◆ PAGE EXCERPT:
··········

Reyes has farming in his blood: Wisconsin dairy farmers make up his mother’s side of the family. His father is of Mexican heritage and his paternal grandfather ran a “mow and blow” business in Los Angeles. The smell of grass and a four-stroke engine is embedded in childhood memories, he says, and he looked up to his grandfather, a gentle soul. In college, Reyes says his studies helped him begin to see agriculture and outside work though a social justice lens. A key mentor on campus: a UC Santa Cruz lead groundskeeper whom he worked with, Jose Sanchez.
His “juiciest” days, Reyes says, are whenever he can get his hands in the earth. “I make some of the deepest connections with our crew members simply working alongside them,” he says. “Working the soil creates a safe space for people to be seen and heard for who they are.”
Reyes has seen first-hand what a difference growing food can make in someone’s life. “There’s something very restorative and transformative about planting a seed and watering it and watching it grow into a flourishing plant that can provide sustenance,” he says. “From a little speck in your hand to the harvest for your lunch: That has a calming, therapeutic effect.”

··········

◆ SUPPLIED DATA:
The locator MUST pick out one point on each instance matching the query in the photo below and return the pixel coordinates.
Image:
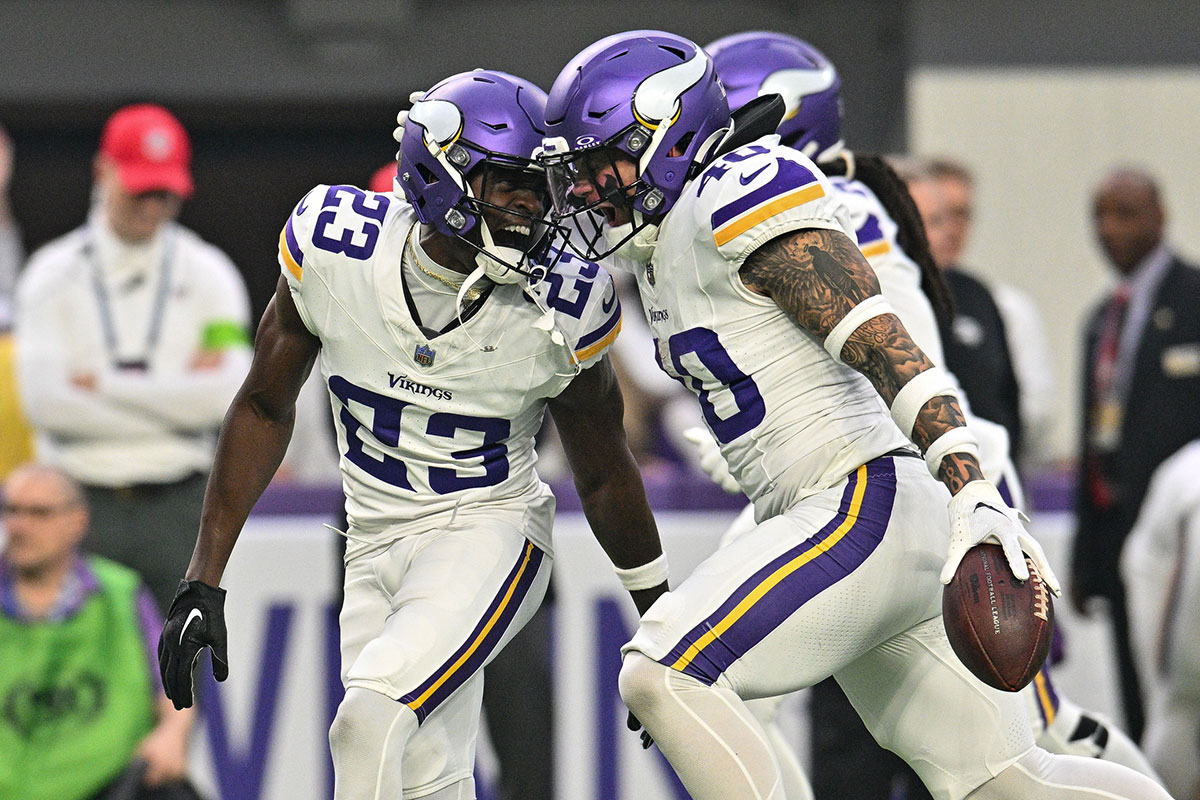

··········

◆ USING THE INFORMATION:
1) Summarize the passage about Reyes in two sentences.
2) Please retype everything in the passage about Reyes from "Reyes has farming" down to "with, Jose Sanchez.".

◆ SOLUTIONS TO THE PROBLEMS:
1) Reyes has farming in his family background, and in college his studies helped him begin to view agriculture and outside work through a social justice lens, with UC Santa Cruz lead groundskeeper Jose Sanchez as a key mentor. He says working the soil alongside crew members builds some of his deepest connections, and that growing food from a seed to a harvest has a restorative, calming effect.

2)
Reyes has farming in his blood: Wisconsin dairy farmers make up his mother’s side of the family. His father is of Mexican heritage and his paternal grandfather ran a “mow and blow” business in Los Angeles. The smell of grass and a four-stroke engine is embedded in childhood memories, he says, and he looked up to his grandfather, a gentle soul. In college, Reyes says his studies helped him begin to see agriculture and outside work though a social justice lens. A key mentor on campus: a UC Santa Cruz lead groundskeeper whom he worked with, Jose Sanchez.